> GIVEN PROBLEM: Reproduce word for word the part of the records that opens with the line containing "Target: rough stone texture" and closes with the line containing "[(136, 197)]", both lines included.
+++
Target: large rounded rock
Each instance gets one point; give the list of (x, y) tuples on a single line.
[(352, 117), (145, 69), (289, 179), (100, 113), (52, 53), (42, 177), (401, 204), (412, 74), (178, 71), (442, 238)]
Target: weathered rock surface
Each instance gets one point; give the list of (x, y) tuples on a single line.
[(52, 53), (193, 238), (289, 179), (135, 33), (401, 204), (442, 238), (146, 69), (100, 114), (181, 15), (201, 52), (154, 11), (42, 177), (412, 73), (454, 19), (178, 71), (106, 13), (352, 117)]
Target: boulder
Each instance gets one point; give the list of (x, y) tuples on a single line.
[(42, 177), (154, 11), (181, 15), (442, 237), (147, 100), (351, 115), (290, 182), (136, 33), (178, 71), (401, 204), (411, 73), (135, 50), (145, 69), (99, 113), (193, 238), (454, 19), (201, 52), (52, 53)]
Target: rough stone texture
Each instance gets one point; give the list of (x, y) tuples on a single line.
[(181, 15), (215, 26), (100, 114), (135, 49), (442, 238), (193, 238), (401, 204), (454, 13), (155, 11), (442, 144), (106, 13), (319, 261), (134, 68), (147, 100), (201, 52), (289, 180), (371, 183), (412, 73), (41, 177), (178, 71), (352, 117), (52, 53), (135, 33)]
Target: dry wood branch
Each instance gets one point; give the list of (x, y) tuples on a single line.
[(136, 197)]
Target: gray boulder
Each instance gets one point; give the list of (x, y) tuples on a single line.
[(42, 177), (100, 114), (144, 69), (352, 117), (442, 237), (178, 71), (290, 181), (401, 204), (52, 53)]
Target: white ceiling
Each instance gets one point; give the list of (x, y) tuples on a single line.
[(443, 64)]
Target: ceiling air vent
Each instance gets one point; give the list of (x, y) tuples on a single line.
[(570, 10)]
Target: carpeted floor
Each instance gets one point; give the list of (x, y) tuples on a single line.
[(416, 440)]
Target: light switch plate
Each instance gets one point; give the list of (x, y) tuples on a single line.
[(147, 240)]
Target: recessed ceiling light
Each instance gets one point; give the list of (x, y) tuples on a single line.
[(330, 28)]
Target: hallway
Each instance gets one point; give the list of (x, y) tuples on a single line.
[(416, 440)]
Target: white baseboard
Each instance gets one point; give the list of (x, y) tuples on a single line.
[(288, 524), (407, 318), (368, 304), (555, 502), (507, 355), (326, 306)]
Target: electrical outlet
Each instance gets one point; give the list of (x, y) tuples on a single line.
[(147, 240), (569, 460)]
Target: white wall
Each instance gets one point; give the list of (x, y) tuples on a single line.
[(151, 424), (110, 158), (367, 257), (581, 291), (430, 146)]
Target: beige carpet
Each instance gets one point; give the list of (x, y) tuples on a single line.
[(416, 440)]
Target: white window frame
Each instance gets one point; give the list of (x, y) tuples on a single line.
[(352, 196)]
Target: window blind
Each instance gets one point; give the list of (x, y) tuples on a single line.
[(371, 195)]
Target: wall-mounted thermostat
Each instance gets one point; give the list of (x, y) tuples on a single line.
+++
> THE REPLY:
Target: rough stone texture
Each instance gets one point; give the list of (x, y) tuples on a single line.
[(181, 15), (215, 26), (100, 114), (135, 49), (442, 238), (193, 238), (401, 204), (454, 13), (155, 11), (442, 144), (106, 13), (319, 261), (134, 68), (147, 100), (201, 52), (289, 180), (371, 183), (412, 73), (41, 177), (178, 71), (352, 117), (52, 53), (135, 33)]
Target: dry wood branch
Each instance gets one point; give the list of (x, y) tuples on a single line.
[(136, 197)]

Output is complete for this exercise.